### Data for analysis
○ ○ ○
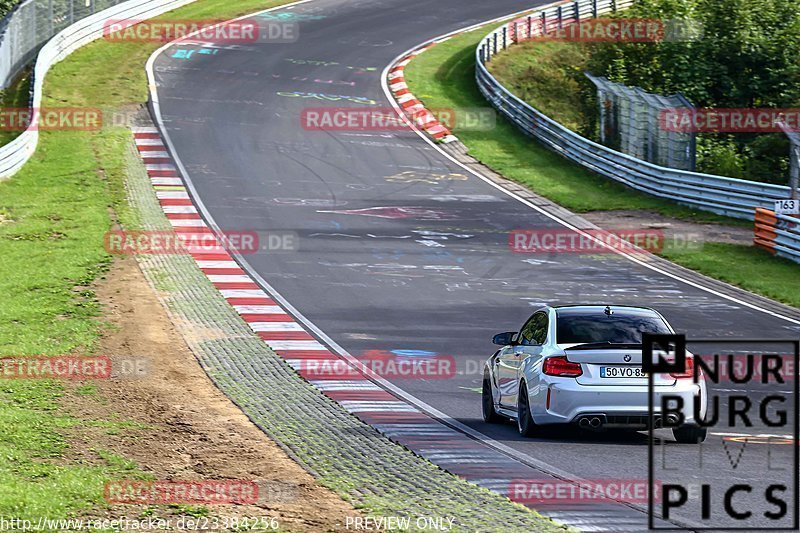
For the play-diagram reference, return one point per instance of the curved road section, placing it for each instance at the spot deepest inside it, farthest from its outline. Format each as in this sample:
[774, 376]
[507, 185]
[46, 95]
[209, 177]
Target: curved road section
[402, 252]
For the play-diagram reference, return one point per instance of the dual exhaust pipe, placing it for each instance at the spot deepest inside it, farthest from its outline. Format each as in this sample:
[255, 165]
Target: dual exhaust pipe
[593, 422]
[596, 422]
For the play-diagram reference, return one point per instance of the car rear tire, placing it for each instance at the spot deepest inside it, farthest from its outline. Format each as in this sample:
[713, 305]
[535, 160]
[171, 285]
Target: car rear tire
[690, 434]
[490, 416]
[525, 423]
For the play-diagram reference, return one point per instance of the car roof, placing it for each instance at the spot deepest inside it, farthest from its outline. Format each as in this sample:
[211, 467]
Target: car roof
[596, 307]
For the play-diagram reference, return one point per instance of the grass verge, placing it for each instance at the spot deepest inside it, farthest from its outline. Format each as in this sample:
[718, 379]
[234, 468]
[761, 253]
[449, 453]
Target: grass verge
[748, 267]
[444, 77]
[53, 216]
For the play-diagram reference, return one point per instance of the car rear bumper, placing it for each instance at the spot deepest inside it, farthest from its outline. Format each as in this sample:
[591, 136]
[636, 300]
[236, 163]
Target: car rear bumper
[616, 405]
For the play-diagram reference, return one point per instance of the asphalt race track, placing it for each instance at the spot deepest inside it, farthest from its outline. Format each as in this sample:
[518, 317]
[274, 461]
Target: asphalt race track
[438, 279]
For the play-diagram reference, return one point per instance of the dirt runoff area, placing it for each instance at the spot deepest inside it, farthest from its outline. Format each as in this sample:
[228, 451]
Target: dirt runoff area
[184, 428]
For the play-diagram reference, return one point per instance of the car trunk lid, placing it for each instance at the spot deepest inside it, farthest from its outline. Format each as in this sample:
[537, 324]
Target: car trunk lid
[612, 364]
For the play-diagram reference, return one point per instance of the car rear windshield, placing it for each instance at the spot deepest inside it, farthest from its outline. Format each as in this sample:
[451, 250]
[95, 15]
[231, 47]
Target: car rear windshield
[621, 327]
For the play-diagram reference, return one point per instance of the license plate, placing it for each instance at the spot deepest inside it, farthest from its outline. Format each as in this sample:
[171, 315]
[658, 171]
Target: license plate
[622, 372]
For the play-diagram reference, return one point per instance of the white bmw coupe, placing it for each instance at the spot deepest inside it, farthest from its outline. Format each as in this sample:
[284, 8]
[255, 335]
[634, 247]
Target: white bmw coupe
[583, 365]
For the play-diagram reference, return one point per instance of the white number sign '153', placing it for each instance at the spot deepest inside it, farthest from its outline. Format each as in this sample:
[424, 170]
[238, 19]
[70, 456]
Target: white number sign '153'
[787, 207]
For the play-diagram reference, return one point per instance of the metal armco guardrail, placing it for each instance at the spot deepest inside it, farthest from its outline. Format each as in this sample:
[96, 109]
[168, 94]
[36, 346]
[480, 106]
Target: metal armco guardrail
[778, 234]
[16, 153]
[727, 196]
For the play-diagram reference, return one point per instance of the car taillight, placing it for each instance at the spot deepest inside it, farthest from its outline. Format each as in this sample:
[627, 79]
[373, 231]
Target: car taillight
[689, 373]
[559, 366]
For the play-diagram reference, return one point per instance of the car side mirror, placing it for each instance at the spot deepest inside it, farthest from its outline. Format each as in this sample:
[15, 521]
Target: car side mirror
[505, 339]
○ ○ ○
### What you are asked to do
Retype all of the entries exactly as written, leaving out any images.

### Exercise solution
For the play-diagram reference, return one point per instance of the curved road section, placing it for each instance at the spot deepest inside it, farthest from its outline. Format each as in this sample:
[774, 376]
[507, 185]
[46, 95]
[209, 177]
Target: curved road section
[402, 252]
For the play-diagram reference, return one point per instance of the dual exhaust pipe, placing it for each instance at the spot deepest inside it, farthest from its outline. Format each as in this sample:
[255, 165]
Target: dual exhaust pipe
[593, 422]
[596, 422]
For the play-diagram reference, return one point per instance of the car rear tire, placing it for each instance at the spot deepest inside it, farthest from its outline. Format each as in this sample:
[713, 305]
[535, 160]
[171, 285]
Target: car rear tire
[690, 434]
[490, 416]
[525, 423]
For the play-diagram reference, return one point per instance of the car roof, placing it for each instance at the spot deepest inside it, farthest from its outline. Format each as in this sample:
[211, 467]
Target: car roof
[596, 307]
For the play-diagram reference, return one point per instance of the grass verge, placing it for each instance at the spot deepest inside it, farthest from its outline. Format each as in this sample:
[718, 379]
[234, 468]
[761, 253]
[449, 453]
Target: grass verge
[748, 267]
[444, 77]
[53, 216]
For the play-diagram reference, return one point per instance of the car rear bumper, placing it for each instance at the spot deepest inside it, farthest from its outline. Format each as in this sample:
[591, 136]
[636, 300]
[236, 163]
Target: car rear bumper
[616, 405]
For the play-diagram reference, return one point per instance of the asphalt race track, placing it for each instance at the spot deepest inside it, farthest from its outline. Format each as in this sample:
[518, 317]
[274, 461]
Target: asphalt race track
[438, 279]
For the play-diagram reference, return one point per instance of the dirt runoff area, placing it for each instance at the spot deepest inside it, farthest from its outline. Format each as in this sample:
[228, 451]
Target: dirt runoff area
[184, 428]
For the play-diagram reference, return one point per instance of the car trunk lid, placing it for each instance at the spot deepest inside it, farthest from its outline. Format each as in this sample:
[537, 324]
Target: car trunk lid
[612, 364]
For the play-diagram reference, return one point per instance of the car rear windshield, placing it for each instance at the spot deepest inside it, farthest from its outline. Format each as in this sample:
[451, 250]
[95, 15]
[231, 47]
Target: car rear windshield
[621, 327]
For the play-diagram reference, return one point per instance of the license plate, placing it for each instance at the spot deepest inside it, farthest from its outline. Format each as in this sample:
[171, 315]
[658, 171]
Target: license plate
[622, 372]
For the play-diagram reference, return one point per instance of the white bmw coupe, placing it for each instance at the spot deepest inside it, farthest from its outline. Format each as in this sample:
[284, 8]
[255, 335]
[634, 247]
Target: white bmw coupe
[583, 365]
For the play-diagram reference, return one point per instance of the white number sign '153', placing it for each instance at the spot deepest inside it, farthest from its outline. Format each as in this sample:
[424, 170]
[238, 19]
[70, 456]
Target: white number sign '153'
[787, 207]
For the play-diagram reference, return one point per instance of the metal armco guardrail, placing it for each instance at the spot deepest inside it, farthest from its outline. Format each as in this sample:
[96, 109]
[168, 94]
[36, 346]
[480, 106]
Target: metal armco guardrail
[778, 234]
[16, 153]
[727, 196]
For the play-diagram reference, return one point per instance of the car taillight, placing it for each instance at the spot deepest inside it, farthest from its outline. Format each as in this sample:
[627, 79]
[373, 231]
Target: car taillight
[689, 373]
[559, 366]
For the play-diagram reference, return one point per instance of the car side mirror, placing it for each instance at the spot deepest inside it, farthest from its outline. Format each as in this sample:
[15, 521]
Target: car side mirror
[505, 339]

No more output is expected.